1. A method for separating solid particles from a two-phase stream, said method comprising the steps of:
(a) heating at least a portion of a two-phase stream comprising a liquid and a plurality of solid particles to thereby produce a three-phase stream having a vapor fraction greater than about 0.5, on a weight basis based on the total weight of the stream;
(b) separating said three-phase stream in a vapor-liquid separation zone of a separation vessel into a particulate-containing liquid stream and a particulate-containing vapor stream; and
(c) introducing said particulate-containing vapor stream into an overlying vapor-solid separation zone in said separation vessel and separating at least a portion of said solid particles from said vapor stream as said particulate-containing vapor stream passes through a solids flow inhibiting structure in said vapor-solid separation zone.
2. The method of claim 1, wherein said introducing of step (c) comprises introducing said particulate-containing vapor stream into a vapor-solid separation zone having an average cross-sectional flow area in the range of from about 5 to about 80 percent of the average cross-sectional flow area of said vapor-liquid separation zone.
3. The method of claim 1, including, prior to said heating of step (a), withdrawing a portion of said two-phase stream and routing said portion to said vapor-solid separation zone to wet at least a portion of said solids flow inhibiting structure.
4. The method of claim 1, wherein said introducing of step (c) comprises passing said particulate-containing vapor stream through a solids flow inhibiting structure having a particulate removal efficiency of at least about 75 percent.
5. The method of claim 1, wherein said heating of step (a) comprises producing a three-phase stream having in the range of from about 0.001 to about 1 weight percent of said solid particles, based on the total weight of the three-phase feed stream.
6. The method of claim 1, wherein said introducing of step (c) comprises passing said particulate-containing vapor stream through a solids flow inhibiting structure comprising structured packing.
7. The method of claim 6, wherein said step of passing said particulate-containing vapor stream through a solids flow inhibiting structure comprises passing said particulate-containing vapor stream through a solids flow inhibiting structure comprising a first packed section and an overlying second packed section.
8. The method of claim 7, wherein said step of passing said particulate-containing vapor stream through a solids flow inhibiting structure comprises passing said particulate-containing vapor stream through a solids flow inhibiting structure comprising a first packed section comprising grid packing.
9. The method of claim 8, wherein said step of passing said particulate-containing vapor stream through a solids flow inhibiting structure comprises passing said particulate-containing vapor stream through a solids flow inhibiting structure comprising grid packing having a specific surface area less than about 17 square feet per cubic foot (ft2/ft3).
10. The method of claim 7, wherein said step of passing said particulate-containing vapor stream through a solids flow inhibiting structure comprises passing said particulate-containing vapor stream through a solids flow inhibiting structure comprising a second packed section comprising corrugated packing.
11. The method of claim 10, wherein said step of passing said particulate-containing vapor stream through a solids flow inhibiting structure comprises passing said particulate-containing vapor stream through a solids flow inhibiting structure comprising corrugated packing having a specific surface area less than about 35 ft2/ft3.
12. The method of claim 7, including, passing at least a portion of said feed stream through said first packed section having a particulate removal efficiency of at least about 75 percent for solid particles having an average particle size of greater than about 50 microns to thereby produce a first particulate-depleted vapor stream.

====

> [Required actions]:
A. According to the separation method claims, what specific surface area must the grid packing in claim 9 stay below?
B. From the separation method claims, copy out the passage starting at "11. The method" and ending at "about 35 ft2/ft3.".
C. Write the next part of the separation method claims, following on from claim 12.

====

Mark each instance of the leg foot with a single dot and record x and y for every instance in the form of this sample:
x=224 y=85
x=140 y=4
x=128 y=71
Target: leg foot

====

> [Responses]:
A. Less than about 17 square feet per cubic foot (ft2/ft3).

B.
11. The method of claim 10, wherein said step of passing said particulate-containing vapor stream through a solids flow inhibiting structure comprises passing said particulate-containing vapor stream through a solids flow inhibiting structure comprising corrugated packing having a specific surface area less than about 35 ft2/ft3.

C.
13. The method of claim 12, including, passing at least a portion of said first-particulate depleted vapor stream through said second packed section having a particulate removal efficiency of at least about 90 percent for solid particles having an average particle size of about 50 microns or less to thereby produce a second particulate-depleted vapor stream.
14. The method of claim 7, wherein said introducing of step (c) comprises introducing said particulate-containing vapor stream into an overlying vapor-solid separation zone in a separation vessel comprising a first lower spray header comprising at least one upwardly oriented spray nozzle to wet at least a portion of said second packing section with a process liquid, wherein said first lower spray header is located an elevation above said first packing section and below said second packing section.
15. The method of claim 14, wherein said introducing said particulate-containing vapor stream into said vapor-solid separation zone in said separation vessel comprises introducing said particulate-containing vapor stream into said vapor-solid separation zone in a separation vessel comprising a second upper spray header comprising at least one downwardly oriented spray nozzle to wet at least a portion of said first packing section with a process liquid, wherein said second upper spray header is located at an elevation above said first packing section and below said second packing section.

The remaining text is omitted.